Word for word, restate the lines that run from the line containing "Target: blue quilted jacket" to the last line of the records below.

————————

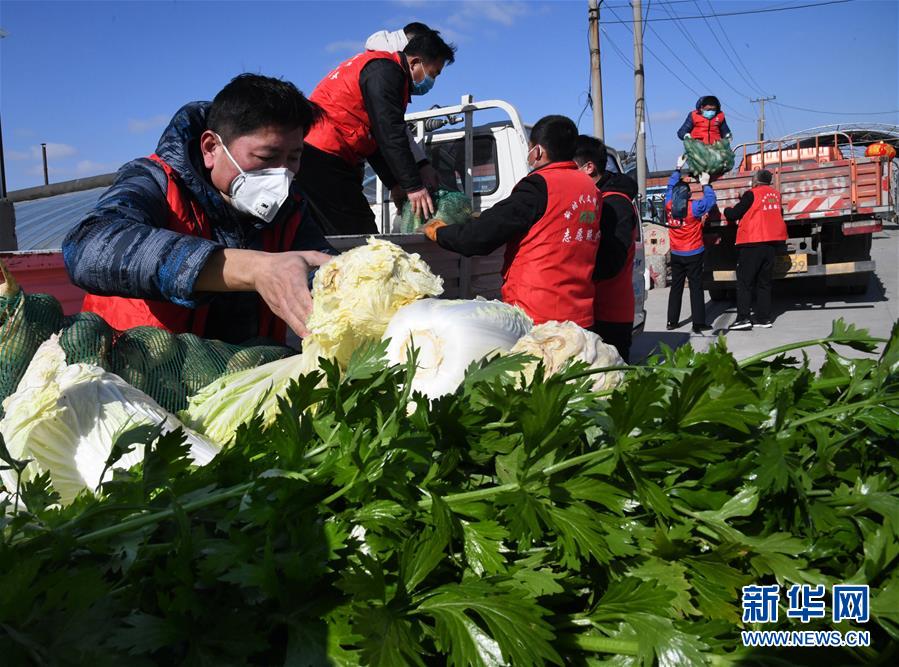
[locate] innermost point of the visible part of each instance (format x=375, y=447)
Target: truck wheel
x=861, y=287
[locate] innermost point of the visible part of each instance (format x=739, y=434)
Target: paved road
x=799, y=313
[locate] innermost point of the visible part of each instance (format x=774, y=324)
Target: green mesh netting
x=714, y=159
x=26, y=321
x=168, y=367
x=450, y=206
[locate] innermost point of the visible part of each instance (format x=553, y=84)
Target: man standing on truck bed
x=613, y=307
x=685, y=219
x=761, y=230
x=207, y=235
x=550, y=224
x=365, y=100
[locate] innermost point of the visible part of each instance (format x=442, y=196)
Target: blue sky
x=98, y=81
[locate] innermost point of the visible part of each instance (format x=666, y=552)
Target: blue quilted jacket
x=122, y=247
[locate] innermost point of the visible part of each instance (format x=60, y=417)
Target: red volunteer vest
x=763, y=221
x=187, y=217
x=345, y=130
x=549, y=271
x=686, y=234
x=705, y=130
x=615, y=296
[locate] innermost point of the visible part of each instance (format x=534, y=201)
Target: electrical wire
x=723, y=48
x=754, y=11
x=731, y=110
x=835, y=113
x=702, y=55
x=740, y=60
x=662, y=62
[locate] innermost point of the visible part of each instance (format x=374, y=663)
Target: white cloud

————————

→ **ANSWER TO THE EXERCISE**:
Target: blue quilted jacket
x=122, y=247
[locate] innermost point of the visible part of each instance (format x=60, y=417)
Target: red volunteer vest
x=763, y=221
x=187, y=217
x=345, y=130
x=549, y=271
x=686, y=234
x=705, y=130
x=615, y=296
[locate] innermost point of the visible part of each instance (format x=534, y=201)
Target: electrical wire
x=723, y=48
x=754, y=11
x=731, y=110
x=835, y=113
x=702, y=55
x=740, y=60
x=662, y=62
[locate] innermost point of the visible part of each instance (format x=374, y=663)
Target: white cloud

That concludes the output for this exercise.